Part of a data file
• • • •
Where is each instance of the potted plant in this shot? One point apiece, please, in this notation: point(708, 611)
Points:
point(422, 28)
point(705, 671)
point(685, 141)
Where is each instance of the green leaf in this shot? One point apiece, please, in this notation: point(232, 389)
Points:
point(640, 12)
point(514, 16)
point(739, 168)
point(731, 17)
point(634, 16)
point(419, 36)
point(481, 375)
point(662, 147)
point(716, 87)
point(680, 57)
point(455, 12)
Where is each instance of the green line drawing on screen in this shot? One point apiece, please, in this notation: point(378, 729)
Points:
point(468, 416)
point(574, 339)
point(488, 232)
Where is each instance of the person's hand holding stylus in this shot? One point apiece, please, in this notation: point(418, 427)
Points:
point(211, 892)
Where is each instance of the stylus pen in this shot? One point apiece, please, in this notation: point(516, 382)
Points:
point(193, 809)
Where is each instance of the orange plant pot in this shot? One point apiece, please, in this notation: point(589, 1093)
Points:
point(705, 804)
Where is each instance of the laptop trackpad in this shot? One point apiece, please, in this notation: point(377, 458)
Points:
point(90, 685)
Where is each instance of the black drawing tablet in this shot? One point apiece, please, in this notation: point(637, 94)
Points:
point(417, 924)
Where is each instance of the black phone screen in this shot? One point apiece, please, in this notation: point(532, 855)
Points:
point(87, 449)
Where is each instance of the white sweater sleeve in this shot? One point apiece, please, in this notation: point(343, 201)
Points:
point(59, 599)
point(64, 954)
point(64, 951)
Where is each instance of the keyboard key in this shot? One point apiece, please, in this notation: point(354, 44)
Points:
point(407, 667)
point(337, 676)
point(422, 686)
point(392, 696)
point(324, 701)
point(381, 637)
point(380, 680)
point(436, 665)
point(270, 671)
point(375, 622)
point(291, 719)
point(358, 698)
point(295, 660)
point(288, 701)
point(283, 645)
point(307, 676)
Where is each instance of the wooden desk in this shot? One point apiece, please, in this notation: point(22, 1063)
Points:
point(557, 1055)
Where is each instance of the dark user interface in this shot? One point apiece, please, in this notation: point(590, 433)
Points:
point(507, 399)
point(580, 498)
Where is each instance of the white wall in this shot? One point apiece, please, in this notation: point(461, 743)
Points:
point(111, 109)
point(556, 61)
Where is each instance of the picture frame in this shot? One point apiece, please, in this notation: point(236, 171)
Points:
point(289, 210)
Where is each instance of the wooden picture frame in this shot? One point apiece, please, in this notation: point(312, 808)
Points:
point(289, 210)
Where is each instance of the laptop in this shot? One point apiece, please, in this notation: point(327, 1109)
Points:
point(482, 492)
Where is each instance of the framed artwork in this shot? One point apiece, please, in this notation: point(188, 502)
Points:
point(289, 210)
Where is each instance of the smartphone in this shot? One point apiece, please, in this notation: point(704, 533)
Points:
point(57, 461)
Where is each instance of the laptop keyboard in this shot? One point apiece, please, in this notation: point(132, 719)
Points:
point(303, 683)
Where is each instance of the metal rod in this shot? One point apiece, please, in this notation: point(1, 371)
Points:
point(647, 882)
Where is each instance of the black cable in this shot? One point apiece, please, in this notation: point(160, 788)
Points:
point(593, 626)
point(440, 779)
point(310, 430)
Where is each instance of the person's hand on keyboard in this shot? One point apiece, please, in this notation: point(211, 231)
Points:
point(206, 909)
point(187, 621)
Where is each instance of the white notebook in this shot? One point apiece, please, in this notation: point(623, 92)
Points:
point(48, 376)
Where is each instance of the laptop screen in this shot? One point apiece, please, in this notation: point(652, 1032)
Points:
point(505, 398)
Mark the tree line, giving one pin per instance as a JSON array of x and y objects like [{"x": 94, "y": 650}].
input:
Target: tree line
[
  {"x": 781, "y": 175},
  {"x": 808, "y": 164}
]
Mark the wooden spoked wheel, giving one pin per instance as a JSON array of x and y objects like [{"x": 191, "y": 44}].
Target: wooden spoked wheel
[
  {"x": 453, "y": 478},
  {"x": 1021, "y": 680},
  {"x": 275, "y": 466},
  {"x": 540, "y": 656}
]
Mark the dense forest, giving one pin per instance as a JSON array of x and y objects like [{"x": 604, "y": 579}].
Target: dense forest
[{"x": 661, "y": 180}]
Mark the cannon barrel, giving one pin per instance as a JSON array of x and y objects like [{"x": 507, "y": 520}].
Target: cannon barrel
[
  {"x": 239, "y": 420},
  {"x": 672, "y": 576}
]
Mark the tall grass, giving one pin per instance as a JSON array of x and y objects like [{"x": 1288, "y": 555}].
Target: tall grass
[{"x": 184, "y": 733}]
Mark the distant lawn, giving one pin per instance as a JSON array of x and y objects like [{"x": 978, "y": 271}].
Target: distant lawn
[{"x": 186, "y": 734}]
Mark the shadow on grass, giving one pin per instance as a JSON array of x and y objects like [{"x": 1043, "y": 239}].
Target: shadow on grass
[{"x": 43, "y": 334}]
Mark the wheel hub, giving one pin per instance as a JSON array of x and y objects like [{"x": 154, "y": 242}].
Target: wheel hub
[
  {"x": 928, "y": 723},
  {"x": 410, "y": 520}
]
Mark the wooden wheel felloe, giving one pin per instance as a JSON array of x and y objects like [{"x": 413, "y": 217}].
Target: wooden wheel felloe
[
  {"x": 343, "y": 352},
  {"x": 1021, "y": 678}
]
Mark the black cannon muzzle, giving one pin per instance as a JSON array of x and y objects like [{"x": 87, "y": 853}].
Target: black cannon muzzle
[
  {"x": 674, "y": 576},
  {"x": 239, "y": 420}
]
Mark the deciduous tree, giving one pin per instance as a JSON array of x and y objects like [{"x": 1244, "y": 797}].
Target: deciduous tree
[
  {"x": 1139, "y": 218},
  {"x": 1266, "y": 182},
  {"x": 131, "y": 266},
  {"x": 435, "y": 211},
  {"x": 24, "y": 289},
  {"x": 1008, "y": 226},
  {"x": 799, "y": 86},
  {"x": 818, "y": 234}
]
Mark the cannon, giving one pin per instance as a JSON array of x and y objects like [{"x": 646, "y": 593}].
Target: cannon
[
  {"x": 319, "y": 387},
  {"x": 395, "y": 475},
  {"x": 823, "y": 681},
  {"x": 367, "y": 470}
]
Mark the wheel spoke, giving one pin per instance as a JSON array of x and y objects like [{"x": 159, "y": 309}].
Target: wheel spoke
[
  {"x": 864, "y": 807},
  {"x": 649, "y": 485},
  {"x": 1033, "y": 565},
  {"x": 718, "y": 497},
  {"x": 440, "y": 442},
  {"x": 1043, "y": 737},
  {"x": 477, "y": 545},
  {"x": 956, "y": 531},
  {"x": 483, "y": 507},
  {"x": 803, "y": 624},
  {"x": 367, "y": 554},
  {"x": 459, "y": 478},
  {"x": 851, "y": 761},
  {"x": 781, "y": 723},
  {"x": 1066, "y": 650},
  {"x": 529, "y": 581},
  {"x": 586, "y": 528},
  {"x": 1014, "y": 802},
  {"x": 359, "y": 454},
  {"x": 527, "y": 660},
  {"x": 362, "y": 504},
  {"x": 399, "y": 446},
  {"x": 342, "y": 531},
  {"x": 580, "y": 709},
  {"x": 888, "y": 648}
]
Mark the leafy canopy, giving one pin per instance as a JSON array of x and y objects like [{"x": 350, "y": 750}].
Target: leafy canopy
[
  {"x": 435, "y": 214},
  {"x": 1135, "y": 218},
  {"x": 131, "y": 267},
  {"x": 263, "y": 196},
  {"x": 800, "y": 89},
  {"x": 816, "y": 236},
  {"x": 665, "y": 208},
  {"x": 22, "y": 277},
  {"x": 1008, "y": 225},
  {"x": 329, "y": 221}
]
• • • •
■ **Required task**
Rewrite the rows above as a Markdown table with the columns "No." and "Line", numbering each row and omitting any blank lines.

■ **Answer to the problem**
| No. | Line |
|---|---|
| 1 | Where is each instance of the potted plant in this shot? One point apiece, please, in this notation: point(708, 611) |
| 2 | Points: |
| 3 | point(422, 28) |
| 4 | point(705, 671) |
| 5 | point(685, 141) |
| 6 | Where is each instance of the green leaf in this shot? One point apiece, please, in this notation: point(232, 389) |
| 7 | Points: |
| 8 | point(640, 12) |
| 9 | point(514, 16) |
| 10 | point(739, 168) |
| 11 | point(731, 17) |
| 12 | point(634, 16) |
| 13 | point(419, 36) |
| 14 | point(481, 375) |
| 15 | point(662, 147) |
| 16 | point(716, 87) |
| 17 | point(680, 57) |
| 18 | point(455, 12) |
| 19 | Where is each instance of the green line drawing on screen in this shot? One point apiece, please, in this notation: point(378, 729) |
| 20 | Points: |
| 21 | point(468, 416) |
| 22 | point(574, 339) |
| 23 | point(488, 232) |
| 24 | Where is each instance of the person's hand holding stylus in this shot? One point apiece, please, in this notation: point(418, 427) |
| 25 | Points: |
| 26 | point(211, 892) |
| 27 | Where is each instance of the stylus pen in this shot? One point apiece, please, in this notation: point(516, 382) |
| 28 | Points: |
| 29 | point(193, 809) |
| 30 | Where is each instance of the orange plant pot in this shot? One point apiece, please, in this notation: point(589, 1093) |
| 31 | Points: |
| 32 | point(705, 804) |
| 33 | Where is each instance of the laptop trackpad in this shot? One point apiece, please, in this notation: point(377, 458) |
| 34 | Points: |
| 35 | point(90, 685) |
| 36 | Where is each instance of the black drawing tablet in this shot? One point apiece, please, in this notation: point(637, 94) |
| 37 | Points: |
| 38 | point(417, 924) |
| 39 | Where is each instance of the black phone screen in this shot? One point apiece, please, in this notation: point(532, 855) |
| 40 | Points: |
| 41 | point(87, 449) |
| 42 | Where is each instance of the white sweater sleeve in this shot? One point apiece, please, in this notation: point(343, 201) |
| 43 | Points: |
| 44 | point(59, 599) |
| 45 | point(64, 954) |
| 46 | point(64, 951) |
| 47 | Where is each instance of the keyboard key in this shot? One point apiece, please, in this notation: point(354, 44) |
| 48 | Points: |
| 49 | point(407, 667) |
| 50 | point(337, 676) |
| 51 | point(422, 686) |
| 52 | point(392, 696) |
| 53 | point(324, 701) |
| 54 | point(381, 637) |
| 55 | point(380, 680) |
| 56 | point(436, 665) |
| 57 | point(270, 671) |
| 58 | point(375, 622) |
| 59 | point(291, 719) |
| 60 | point(358, 698) |
| 61 | point(295, 660) |
| 62 | point(288, 701) |
| 63 | point(283, 645) |
| 64 | point(307, 676) |
| 65 | Where is each instance of the wooden desk in this shot? One point apiece, please, in this notation: point(22, 1063) |
| 66 | Points: |
| 67 | point(557, 1055) |
| 68 | Where is each instance of the dark user interface in this shot? One point apiece, please, in this notation: point(590, 433) |
| 69 | Points: |
| 70 | point(507, 399) |
| 71 | point(580, 498) |
| 72 | Where is each instance of the white wall in this shot? One point apiece, please, in this notation: point(461, 743) |
| 73 | Points: |
| 74 | point(111, 109) |
| 75 | point(556, 61) |
| 76 | Where is each instance of the picture frame in this shot? One point apiece, please, in this notation: point(236, 171) |
| 77 | Points: |
| 78 | point(289, 210) |
| 79 | Where is each instance of the wooden picture frame in this shot? One point apiece, please, in this notation: point(312, 808) |
| 80 | Points: |
| 81 | point(289, 210) |
| 82 | Where is each instance of the laptop in this shot? One point apiece, please, in this notation: point(327, 1109) |
| 83 | Points: |
| 84 | point(482, 492) |
| 85 | Where is each instance of the framed artwork in this shot? One point apiece, please, in this notation: point(188, 502) |
| 86 | Points: |
| 87 | point(289, 210) |
| 88 | Where is each instance of the smartphone in this shot? One point apiece, please, in this notation: point(704, 533) |
| 89 | Points: |
| 90 | point(57, 461) |
| 91 | Where is each instance of the laptop keyboard in this shot? One point apiece, please, in this notation: point(132, 719) |
| 92 | Points: |
| 93 | point(303, 683) |
| 94 | Where is each instance of the metal rod in this shot? One point apiece, please, in this notation: point(1, 371) |
| 95 | Points: |
| 96 | point(647, 882) |
| 97 | Where is each instance of the black cable in this shot? One point apiece, please, in this notation: point(160, 788) |
| 98 | Points: |
| 99 | point(593, 626) |
| 100 | point(440, 779) |
| 101 | point(310, 430) |
| 102 | Where is each instance of the person's hand on keyboard in this shot? One point apiece, please, in this notation: point(211, 231) |
| 103 | Points: |
| 104 | point(206, 909) |
| 105 | point(187, 621) |
| 106 | Where is each instance of the white notebook in this shot? One point apiece, please, in this notation: point(623, 92) |
| 107 | Points: |
| 108 | point(48, 376) |
| 109 | Where is each instance of the laptop screen in this shot? One point apiece, please, in this notation: point(652, 1032) |
| 110 | Points: |
| 111 | point(505, 398) |
| 112 | Mark the tree line, giving one pin per instance as a JSON array of x and y objects like [{"x": 94, "y": 650}]. |
| 113 | input: |
| 114 | Target: tree line |
| 115 | [ |
| 116 |   {"x": 781, "y": 175}, |
| 117 |   {"x": 808, "y": 164} |
| 118 | ] |
| 119 | Mark the wooden spoked wheel, giving one pin per instance as a JSON array of x and y objects like [{"x": 191, "y": 44}]. |
| 120 | Target: wooden spoked wheel |
| 121 | [ |
| 122 |   {"x": 453, "y": 478}, |
| 123 |   {"x": 1021, "y": 680}, |
| 124 |   {"x": 275, "y": 466}, |
| 125 |   {"x": 540, "y": 656} |
| 126 | ] |
| 127 | Mark the dense forest, giving one pin per instance as a JSON array of x and y objects like [{"x": 604, "y": 579}]. |
| 128 | Target: dense forest |
| 129 | [{"x": 661, "y": 180}] |
| 130 | Mark the cannon barrel, giving one pin per instance as a JSON array of x and y objects like [{"x": 507, "y": 520}]. |
| 131 | Target: cannon barrel |
| 132 | [ |
| 133 |   {"x": 239, "y": 420}, |
| 134 |   {"x": 672, "y": 576} |
| 135 | ] |
| 136 | Mark the tall grass, giving one pin per instance as a JSON array of x and y objects like [{"x": 1288, "y": 555}]. |
| 137 | Target: tall grass |
| 138 | [{"x": 184, "y": 733}] |
| 139 | Mark the distant lawn, giving one pin per instance as a JSON array of x and y objects like [{"x": 978, "y": 271}]. |
| 140 | Target: distant lawn |
| 141 | [{"x": 186, "y": 734}] |
| 142 | Mark the shadow on grass, giving one pin per instance as a JSON array of x and y objects like [{"x": 1043, "y": 239}]. |
| 143 | Target: shadow on grass |
| 144 | [{"x": 43, "y": 334}] |
| 145 | Mark the wheel hub, giving one pin per instance as a JSON array of x and y objects like [{"x": 154, "y": 242}]. |
| 146 | Target: wheel hub |
| 147 | [ |
| 148 |   {"x": 928, "y": 723}, |
| 149 |   {"x": 410, "y": 520} |
| 150 | ] |
| 151 | Mark the wooden wheel felloe, giving one pin per instance as a JSON array of x and y objects like [{"x": 413, "y": 217}]. |
| 152 | Target: wooden wheel felloe |
| 153 | [ |
| 154 |   {"x": 343, "y": 352}, |
| 155 |   {"x": 1021, "y": 678} |
| 156 | ] |
| 157 | Mark the black cannon muzzle, giving one pin per instance as a JSON array of x and y objects like [{"x": 87, "y": 853}]. |
| 158 | Target: black cannon muzzle |
| 159 | [ |
| 160 |   {"x": 674, "y": 576}, |
| 161 |   {"x": 239, "y": 420} |
| 162 | ] |
| 163 | Mark the deciduous tree, giving one pin per instance as a JSON array of x and y objects like [{"x": 1244, "y": 797}]. |
| 164 | Target: deciduous tree |
| 165 | [ |
| 166 |   {"x": 1139, "y": 218}, |
| 167 |   {"x": 1266, "y": 182}, |
| 168 |   {"x": 131, "y": 266}, |
| 169 |   {"x": 435, "y": 211}, |
| 170 |   {"x": 24, "y": 289}, |
| 171 |   {"x": 1008, "y": 226}, |
| 172 |   {"x": 799, "y": 86}, |
| 173 |   {"x": 818, "y": 234} |
| 174 | ] |
| 175 | Mark the cannon, giving one pin per instance as a JSON array of x and y objects like [{"x": 646, "y": 593}]. |
| 176 | Target: cannon |
| 177 | [ |
| 178 |   {"x": 319, "y": 387}, |
| 179 |   {"x": 395, "y": 475}, |
| 180 |   {"x": 823, "y": 681}, |
| 181 |   {"x": 367, "y": 470} |
| 182 | ] |
| 183 | Mark the wheel spoke, giving one pin per instance as a JSON array of x and y objects like [{"x": 159, "y": 309}]. |
| 184 | Target: wheel spoke |
| 185 | [ |
| 186 |   {"x": 864, "y": 807}, |
| 187 |   {"x": 649, "y": 485}, |
| 188 |   {"x": 1033, "y": 565}, |
| 189 |   {"x": 718, "y": 497}, |
| 190 |   {"x": 440, "y": 442}, |
| 191 |   {"x": 1043, "y": 737}, |
| 192 |   {"x": 477, "y": 545}, |
| 193 |   {"x": 956, "y": 531}, |
| 194 |   {"x": 483, "y": 507}, |
| 195 |   {"x": 803, "y": 624}, |
| 196 |   {"x": 367, "y": 554}, |
| 197 |   {"x": 459, "y": 478}, |
| 198 |   {"x": 851, "y": 761}, |
| 199 |   {"x": 781, "y": 723}, |
| 200 |   {"x": 1066, "y": 650}, |
| 201 |   {"x": 529, "y": 581}, |
| 202 |   {"x": 586, "y": 528}, |
| 203 |   {"x": 1014, "y": 802}, |
| 204 |   {"x": 359, "y": 454}, |
| 205 |   {"x": 527, "y": 660}, |
| 206 |   {"x": 362, "y": 504}, |
| 207 |   {"x": 399, "y": 446}, |
| 208 |   {"x": 342, "y": 531}, |
| 209 |   {"x": 580, "y": 709}, |
| 210 |   {"x": 888, "y": 648} |
| 211 | ] |
| 212 | Mark the leafy canopy, giving one pin per instance as a JSON array of x and y objects like [{"x": 350, "y": 750}]. |
| 213 | Target: leafy canopy |
| 214 | [ |
| 215 |   {"x": 435, "y": 214}, |
| 216 |   {"x": 1135, "y": 218}, |
| 217 |   {"x": 131, "y": 267}, |
| 218 |   {"x": 263, "y": 196}, |
| 219 |   {"x": 800, "y": 89}, |
| 220 |   {"x": 816, "y": 236}, |
| 221 |   {"x": 665, "y": 208}, |
| 222 |   {"x": 22, "y": 277}, |
| 223 |   {"x": 1008, "y": 225}, |
| 224 |   {"x": 329, "y": 221} |
| 225 | ] |